■ Written instruction 1
In the comment thread, what price per bike did the dorm mate in Sweden offer when she said she could find bikes for Jolene and Neil?
■ Written instruction 2
Reproduce the comment thread word for word, starting at the words "Awesome! Time to" and ending after the words "pleasure to read.".

■ Provided passage

==========

Such sweet, sweet euphoria. So, on behalf of every victim of bike theft in Amsterdam, we offer you this:


Courtney @ Ordinary Happily Ever After said...

Awesome! Time to get a new lock so he can't steal it back with new old key!

Unknown said...

This is awesome!

Anonymous said...

Your blog is hilarious! I stumbled across it whilst looking for tips about Amsterdam with young children. We're leaving Australia tomorrow for the holidays in Europe. Its a pleasure to read.

Anonymous said...

Donna, That's such an awesome story about getting your bike back! I love it!!! Here's something to consider, though: You may not have written that message to the thief. It could have been sold already. When Neil and I lived in Sweden, we bought cheap bikes from a dorm mate and later discovered they were stolen by her! We didn't realize she was a recovering criminal, so when she said she could help us out by finding us wheels for ten bucks a bike, we were thankful. Later, we were embarrassed to learn we had been riding stolen bikes around town. She also made a profit off of us. We thought it was pretty horrible, but European friends said it wasn't as big of a deal as it would be in the US. They said, esp in college towns, it's common to leave a bar drunk at night (unable to drive a car) and just take any bike you can grab, hoping to not get caught. Definitely, not ok in the US! Have a fun summer! Jolene

Bardsleyland said...

Jolene, true, bike turnover can happen very quickly.But this was the next day, and it was so close to our house, not likely that it had already been sold, mostly because it was a kid's bike, which are not as easy to sell quickly. Still, definitely a possibility. Another possibility is that a teenager took it for a joyride around the block, left it on the street and thought it would be funny to throw the keys in a canal. We're lucky they didn't throw the bike in the canal, which also happens all the time!

michal said...

Makes me think of my first month in England where I chucked my rucksack containing my camera in a pile of everyone else's packs. It was at a general conference at church. I couldn't find my camera over the next two weeks, but figured I'd left it somewhere at home. The elders called me up weeks later to inform me that they had finally tracked down my camera that I didn't even know was missing. One of the friends they'd invited to the conference sold it for a few quid plus some gags, and that person did the same, and the last person just destroyed it for fun. The elders made them pay me a few quid and apologize. Sad since it cost a lot more than a few dollars and cigarettes, plus irreplaceable pictures. Funny that this would be only the first of many times I was stolen from.

==========

■ Material shown
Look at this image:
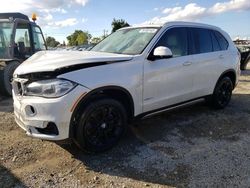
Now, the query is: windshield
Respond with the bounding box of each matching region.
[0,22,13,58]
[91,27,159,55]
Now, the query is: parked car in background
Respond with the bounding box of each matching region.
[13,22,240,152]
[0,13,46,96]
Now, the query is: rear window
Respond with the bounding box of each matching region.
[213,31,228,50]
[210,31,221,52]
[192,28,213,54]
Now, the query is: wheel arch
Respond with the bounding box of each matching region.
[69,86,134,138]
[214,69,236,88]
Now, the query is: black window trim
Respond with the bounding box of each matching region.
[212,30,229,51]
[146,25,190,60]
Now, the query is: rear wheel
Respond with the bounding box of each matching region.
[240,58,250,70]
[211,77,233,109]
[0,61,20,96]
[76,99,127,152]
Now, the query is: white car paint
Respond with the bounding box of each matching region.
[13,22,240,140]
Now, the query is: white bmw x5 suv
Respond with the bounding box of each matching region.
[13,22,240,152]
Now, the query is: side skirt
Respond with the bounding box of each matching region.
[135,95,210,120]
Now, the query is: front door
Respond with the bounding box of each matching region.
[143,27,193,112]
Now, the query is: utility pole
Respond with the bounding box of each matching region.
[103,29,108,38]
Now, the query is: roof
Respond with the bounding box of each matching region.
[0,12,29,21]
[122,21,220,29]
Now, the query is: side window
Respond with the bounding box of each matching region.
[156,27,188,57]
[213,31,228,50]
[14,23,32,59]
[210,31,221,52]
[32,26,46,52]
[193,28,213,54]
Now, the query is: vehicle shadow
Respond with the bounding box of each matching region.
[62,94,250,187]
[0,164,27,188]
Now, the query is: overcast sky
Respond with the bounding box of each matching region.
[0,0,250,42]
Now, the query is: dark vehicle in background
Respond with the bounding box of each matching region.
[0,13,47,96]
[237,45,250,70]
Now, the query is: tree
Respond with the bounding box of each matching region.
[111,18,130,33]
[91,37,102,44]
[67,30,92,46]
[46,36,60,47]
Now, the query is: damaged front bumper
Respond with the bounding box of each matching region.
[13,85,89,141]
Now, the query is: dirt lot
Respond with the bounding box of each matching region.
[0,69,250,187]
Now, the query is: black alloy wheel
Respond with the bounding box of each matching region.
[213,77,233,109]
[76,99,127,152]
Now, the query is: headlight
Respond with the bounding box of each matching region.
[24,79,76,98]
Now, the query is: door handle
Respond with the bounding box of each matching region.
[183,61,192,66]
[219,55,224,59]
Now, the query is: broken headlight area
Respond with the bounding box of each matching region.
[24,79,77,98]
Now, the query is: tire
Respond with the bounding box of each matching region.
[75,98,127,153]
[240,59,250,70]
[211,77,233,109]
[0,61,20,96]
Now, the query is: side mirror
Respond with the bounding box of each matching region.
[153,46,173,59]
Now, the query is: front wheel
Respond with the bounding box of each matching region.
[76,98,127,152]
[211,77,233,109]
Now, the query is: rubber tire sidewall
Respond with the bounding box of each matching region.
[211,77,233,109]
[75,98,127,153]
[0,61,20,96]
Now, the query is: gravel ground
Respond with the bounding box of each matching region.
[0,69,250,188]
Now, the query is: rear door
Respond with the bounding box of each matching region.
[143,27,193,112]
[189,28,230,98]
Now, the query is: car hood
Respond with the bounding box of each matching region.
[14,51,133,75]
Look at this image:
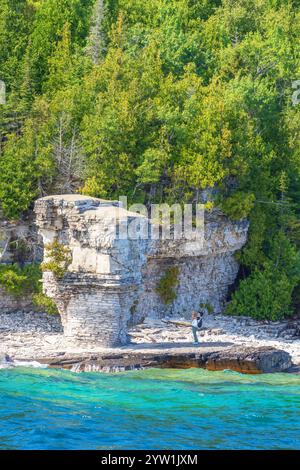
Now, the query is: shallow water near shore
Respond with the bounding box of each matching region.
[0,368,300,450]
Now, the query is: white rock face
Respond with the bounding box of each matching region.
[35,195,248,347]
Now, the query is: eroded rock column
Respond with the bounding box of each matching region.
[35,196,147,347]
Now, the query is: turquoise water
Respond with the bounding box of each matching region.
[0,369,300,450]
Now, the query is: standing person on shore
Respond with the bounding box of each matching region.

==========

■ Exercise response 1
Ten bucks a bike.

■ Exercise response 2
Awesome! Time to get a new lock so he can't steal it back with new old key!

Unknown said...

This is awesome!

Anonymous said...

Your blog is hilarious! I stumbled across it whilst looking for tips about Amsterdam with young children. We're leaving Australia tomorrow for the holidays in Europe. Its a pleasure to read.